» Work instructions: Output exactly the lines between the line that contains "Where can the ground" and the last line of the material, counting both.

--- Start of Material provided ---

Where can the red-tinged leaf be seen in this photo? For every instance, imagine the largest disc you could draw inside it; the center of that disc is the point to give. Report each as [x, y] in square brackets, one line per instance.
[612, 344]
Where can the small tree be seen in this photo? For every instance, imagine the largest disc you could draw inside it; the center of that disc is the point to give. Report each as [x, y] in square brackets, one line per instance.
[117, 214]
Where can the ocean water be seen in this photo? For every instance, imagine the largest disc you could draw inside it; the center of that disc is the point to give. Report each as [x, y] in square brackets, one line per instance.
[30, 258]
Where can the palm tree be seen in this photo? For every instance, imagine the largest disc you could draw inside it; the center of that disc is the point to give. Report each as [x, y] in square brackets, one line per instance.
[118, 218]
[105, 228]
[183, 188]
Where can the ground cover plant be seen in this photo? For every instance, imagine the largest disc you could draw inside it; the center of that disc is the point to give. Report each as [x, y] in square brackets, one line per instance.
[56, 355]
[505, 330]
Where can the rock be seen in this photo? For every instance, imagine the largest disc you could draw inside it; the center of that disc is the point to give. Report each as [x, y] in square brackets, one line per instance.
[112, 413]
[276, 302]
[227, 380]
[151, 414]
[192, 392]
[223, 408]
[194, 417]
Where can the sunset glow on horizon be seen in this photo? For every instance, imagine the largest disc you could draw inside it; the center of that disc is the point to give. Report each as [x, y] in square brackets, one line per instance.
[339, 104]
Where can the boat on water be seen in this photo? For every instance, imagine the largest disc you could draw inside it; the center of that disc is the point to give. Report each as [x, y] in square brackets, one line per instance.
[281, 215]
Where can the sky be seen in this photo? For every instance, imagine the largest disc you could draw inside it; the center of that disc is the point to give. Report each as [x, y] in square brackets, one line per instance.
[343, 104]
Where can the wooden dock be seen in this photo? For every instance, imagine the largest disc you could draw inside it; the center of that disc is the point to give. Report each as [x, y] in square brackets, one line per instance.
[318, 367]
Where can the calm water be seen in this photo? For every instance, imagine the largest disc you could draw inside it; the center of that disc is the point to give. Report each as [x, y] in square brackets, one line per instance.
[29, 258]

--- End of Material provided ---

» Exercise answer:
Where can the ground cover plant be seen in this photo? For every instance, imagine the largest disc you could draw inside it; the center of that disc is the point to give. Report each as [x, y] in square brackets, one line per instance.
[56, 355]
[505, 330]
Where can the rock be seen in this photo? For every instance, imagine the largest disc you could draw inside it; the center of that disc is the point to give. Report each as [x, y] in square brackets, one line per instance.
[112, 413]
[276, 302]
[227, 380]
[151, 414]
[192, 392]
[223, 408]
[194, 417]
Where can the sunset glow on horizon be seen in this photo? For every instance, imagine the largest disc you could draw inside it; the center of that disc is the point to give. Report each as [x, y] in square brackets, one line per instance.
[339, 104]
Where can the boat on water be seen in this photo? For every instance, imagine the largest disc you could draw inside it; the center of that disc is the point to give. Report each as [x, y] in square brackets, one line per instance.
[281, 215]
Where can the sky be seen in this photo? For every instance, imagine the largest disc you could draw inside it; the center of that disc is the point to give. Report each as [x, y] in square brackets, one line per instance.
[343, 104]
Where can the wooden dock be seen in this photo? For every instance, imagine the largest disc you could draw inside it; the center of that disc is the point to give. Report each as [x, y] in square brackets, one line per instance.
[318, 367]
Where can the calm water be seen in this photo? For every instance, imagine the largest disc you could draw inside it; the center of that disc is the point to give. Report each as [x, y] in square brackets, one line per instance.
[29, 258]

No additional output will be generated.